▶ PROBLEM TO SOLVE: Reproduce everything from the beginning of the data below down to and including the line that contains "[[[0,265],[398,265],[397,2],[2,6]]]", keeping every character unchanged.

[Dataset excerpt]
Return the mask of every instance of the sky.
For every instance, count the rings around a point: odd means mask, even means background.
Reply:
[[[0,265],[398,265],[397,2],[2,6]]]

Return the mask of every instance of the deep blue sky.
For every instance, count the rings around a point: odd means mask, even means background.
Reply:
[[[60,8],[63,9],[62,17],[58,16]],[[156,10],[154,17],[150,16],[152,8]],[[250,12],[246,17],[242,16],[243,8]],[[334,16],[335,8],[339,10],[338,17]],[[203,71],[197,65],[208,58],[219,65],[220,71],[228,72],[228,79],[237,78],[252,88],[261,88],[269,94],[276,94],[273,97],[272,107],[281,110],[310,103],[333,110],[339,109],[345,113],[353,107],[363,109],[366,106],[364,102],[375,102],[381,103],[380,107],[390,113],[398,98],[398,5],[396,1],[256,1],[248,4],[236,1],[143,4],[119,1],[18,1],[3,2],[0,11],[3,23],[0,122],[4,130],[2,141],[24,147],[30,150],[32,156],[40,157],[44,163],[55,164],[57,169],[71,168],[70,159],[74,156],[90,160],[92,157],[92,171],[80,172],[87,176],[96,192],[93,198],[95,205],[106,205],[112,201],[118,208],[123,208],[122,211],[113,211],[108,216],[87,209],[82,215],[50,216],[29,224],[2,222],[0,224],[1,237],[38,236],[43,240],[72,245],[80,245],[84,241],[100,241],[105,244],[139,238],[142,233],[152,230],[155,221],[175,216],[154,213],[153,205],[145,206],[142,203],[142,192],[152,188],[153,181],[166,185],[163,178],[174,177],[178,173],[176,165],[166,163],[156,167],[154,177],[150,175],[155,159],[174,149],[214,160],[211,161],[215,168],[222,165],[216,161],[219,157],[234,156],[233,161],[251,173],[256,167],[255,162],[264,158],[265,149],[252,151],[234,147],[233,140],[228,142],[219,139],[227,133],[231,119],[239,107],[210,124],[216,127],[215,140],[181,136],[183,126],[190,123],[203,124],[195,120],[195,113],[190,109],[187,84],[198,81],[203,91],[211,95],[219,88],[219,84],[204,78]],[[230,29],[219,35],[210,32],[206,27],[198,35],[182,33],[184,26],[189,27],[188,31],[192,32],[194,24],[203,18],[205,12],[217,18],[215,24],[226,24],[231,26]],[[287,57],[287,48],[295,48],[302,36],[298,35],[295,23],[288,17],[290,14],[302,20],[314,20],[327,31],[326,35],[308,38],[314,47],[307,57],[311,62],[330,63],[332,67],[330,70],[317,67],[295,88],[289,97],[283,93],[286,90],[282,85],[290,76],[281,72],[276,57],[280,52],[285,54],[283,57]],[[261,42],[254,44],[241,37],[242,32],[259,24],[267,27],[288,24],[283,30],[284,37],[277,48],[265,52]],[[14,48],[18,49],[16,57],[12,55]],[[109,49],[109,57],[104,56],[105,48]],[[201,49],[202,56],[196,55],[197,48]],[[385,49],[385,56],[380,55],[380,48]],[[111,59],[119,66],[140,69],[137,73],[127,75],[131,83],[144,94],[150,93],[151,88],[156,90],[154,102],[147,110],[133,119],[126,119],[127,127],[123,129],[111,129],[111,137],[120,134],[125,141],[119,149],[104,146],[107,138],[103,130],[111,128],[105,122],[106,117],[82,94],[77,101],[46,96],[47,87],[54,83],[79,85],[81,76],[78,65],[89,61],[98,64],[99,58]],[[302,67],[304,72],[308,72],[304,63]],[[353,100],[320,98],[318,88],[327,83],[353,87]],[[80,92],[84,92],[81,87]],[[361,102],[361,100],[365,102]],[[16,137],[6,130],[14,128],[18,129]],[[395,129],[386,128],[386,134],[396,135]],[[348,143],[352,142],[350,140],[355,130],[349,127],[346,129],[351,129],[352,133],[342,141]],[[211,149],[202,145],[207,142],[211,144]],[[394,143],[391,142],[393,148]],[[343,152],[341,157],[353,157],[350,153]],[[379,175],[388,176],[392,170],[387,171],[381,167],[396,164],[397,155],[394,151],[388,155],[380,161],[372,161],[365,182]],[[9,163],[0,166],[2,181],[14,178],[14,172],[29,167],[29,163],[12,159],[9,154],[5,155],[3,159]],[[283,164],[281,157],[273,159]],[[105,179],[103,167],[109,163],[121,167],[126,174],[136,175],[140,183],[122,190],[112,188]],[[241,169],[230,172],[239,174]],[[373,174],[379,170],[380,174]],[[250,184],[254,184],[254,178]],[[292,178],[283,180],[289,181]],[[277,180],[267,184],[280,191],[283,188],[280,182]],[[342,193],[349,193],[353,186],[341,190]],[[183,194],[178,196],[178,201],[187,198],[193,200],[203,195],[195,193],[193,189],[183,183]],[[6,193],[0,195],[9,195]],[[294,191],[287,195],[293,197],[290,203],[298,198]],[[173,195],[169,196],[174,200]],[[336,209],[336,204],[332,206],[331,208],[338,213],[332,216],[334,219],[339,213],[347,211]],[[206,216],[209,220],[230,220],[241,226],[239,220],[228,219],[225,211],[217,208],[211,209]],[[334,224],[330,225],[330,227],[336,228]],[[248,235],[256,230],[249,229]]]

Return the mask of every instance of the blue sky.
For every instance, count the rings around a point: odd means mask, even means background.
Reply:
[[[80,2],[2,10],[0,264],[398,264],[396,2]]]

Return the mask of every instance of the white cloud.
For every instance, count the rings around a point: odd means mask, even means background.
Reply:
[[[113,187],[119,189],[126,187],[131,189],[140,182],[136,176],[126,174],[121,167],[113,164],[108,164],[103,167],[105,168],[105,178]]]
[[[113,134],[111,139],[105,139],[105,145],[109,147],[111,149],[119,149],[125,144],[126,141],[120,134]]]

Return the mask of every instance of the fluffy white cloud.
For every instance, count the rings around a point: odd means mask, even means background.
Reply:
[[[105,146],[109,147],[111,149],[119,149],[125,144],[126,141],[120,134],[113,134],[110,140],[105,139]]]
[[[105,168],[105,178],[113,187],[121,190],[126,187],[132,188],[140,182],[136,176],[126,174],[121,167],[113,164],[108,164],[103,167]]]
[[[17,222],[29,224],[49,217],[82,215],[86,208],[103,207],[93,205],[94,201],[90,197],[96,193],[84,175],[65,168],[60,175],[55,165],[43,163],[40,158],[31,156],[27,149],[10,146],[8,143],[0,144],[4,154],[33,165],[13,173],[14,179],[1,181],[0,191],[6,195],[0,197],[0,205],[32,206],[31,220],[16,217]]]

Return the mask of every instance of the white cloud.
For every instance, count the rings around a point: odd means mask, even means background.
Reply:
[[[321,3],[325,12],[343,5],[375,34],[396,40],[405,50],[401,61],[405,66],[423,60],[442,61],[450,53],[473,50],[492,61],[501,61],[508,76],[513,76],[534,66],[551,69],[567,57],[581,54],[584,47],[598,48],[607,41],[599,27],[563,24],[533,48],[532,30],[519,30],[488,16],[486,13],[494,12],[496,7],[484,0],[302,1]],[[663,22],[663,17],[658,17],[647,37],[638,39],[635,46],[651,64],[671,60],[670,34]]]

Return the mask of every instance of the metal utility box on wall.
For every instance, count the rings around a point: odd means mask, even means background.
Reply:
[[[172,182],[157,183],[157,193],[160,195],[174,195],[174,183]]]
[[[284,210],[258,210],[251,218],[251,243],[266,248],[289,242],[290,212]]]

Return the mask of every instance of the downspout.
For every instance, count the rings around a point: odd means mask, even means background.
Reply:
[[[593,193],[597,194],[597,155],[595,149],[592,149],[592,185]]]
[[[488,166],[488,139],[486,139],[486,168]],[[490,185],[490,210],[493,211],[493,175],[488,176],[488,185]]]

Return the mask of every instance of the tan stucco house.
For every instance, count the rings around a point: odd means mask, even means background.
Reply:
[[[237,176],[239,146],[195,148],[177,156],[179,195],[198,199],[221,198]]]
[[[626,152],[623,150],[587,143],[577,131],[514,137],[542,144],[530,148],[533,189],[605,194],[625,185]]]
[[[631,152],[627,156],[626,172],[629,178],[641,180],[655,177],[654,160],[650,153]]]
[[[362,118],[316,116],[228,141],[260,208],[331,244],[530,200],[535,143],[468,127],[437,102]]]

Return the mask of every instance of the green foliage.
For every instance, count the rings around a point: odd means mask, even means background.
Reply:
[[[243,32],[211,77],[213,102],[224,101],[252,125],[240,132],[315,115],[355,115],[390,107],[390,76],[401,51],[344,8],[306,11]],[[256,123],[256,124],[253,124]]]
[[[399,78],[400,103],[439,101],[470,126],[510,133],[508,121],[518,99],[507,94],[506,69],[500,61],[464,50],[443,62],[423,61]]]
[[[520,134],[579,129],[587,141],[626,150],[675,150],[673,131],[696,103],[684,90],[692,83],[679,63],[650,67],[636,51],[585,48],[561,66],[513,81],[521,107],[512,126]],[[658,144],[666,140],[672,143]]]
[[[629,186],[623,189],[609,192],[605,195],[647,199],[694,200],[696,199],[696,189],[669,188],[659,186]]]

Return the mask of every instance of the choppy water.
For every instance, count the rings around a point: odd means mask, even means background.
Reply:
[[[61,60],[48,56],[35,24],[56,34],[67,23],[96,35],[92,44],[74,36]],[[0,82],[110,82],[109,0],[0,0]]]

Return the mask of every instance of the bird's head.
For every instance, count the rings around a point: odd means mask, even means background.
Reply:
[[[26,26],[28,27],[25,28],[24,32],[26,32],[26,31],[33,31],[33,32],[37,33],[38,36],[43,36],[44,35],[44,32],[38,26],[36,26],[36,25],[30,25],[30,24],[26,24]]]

▶ EXERCISE OUTPUT:
Return the mask of every instance of the sky.
For every instance, count the rings around a point: odd means mask, even means background.
Reply:
[[[0,265],[398,265],[397,2],[2,6]]]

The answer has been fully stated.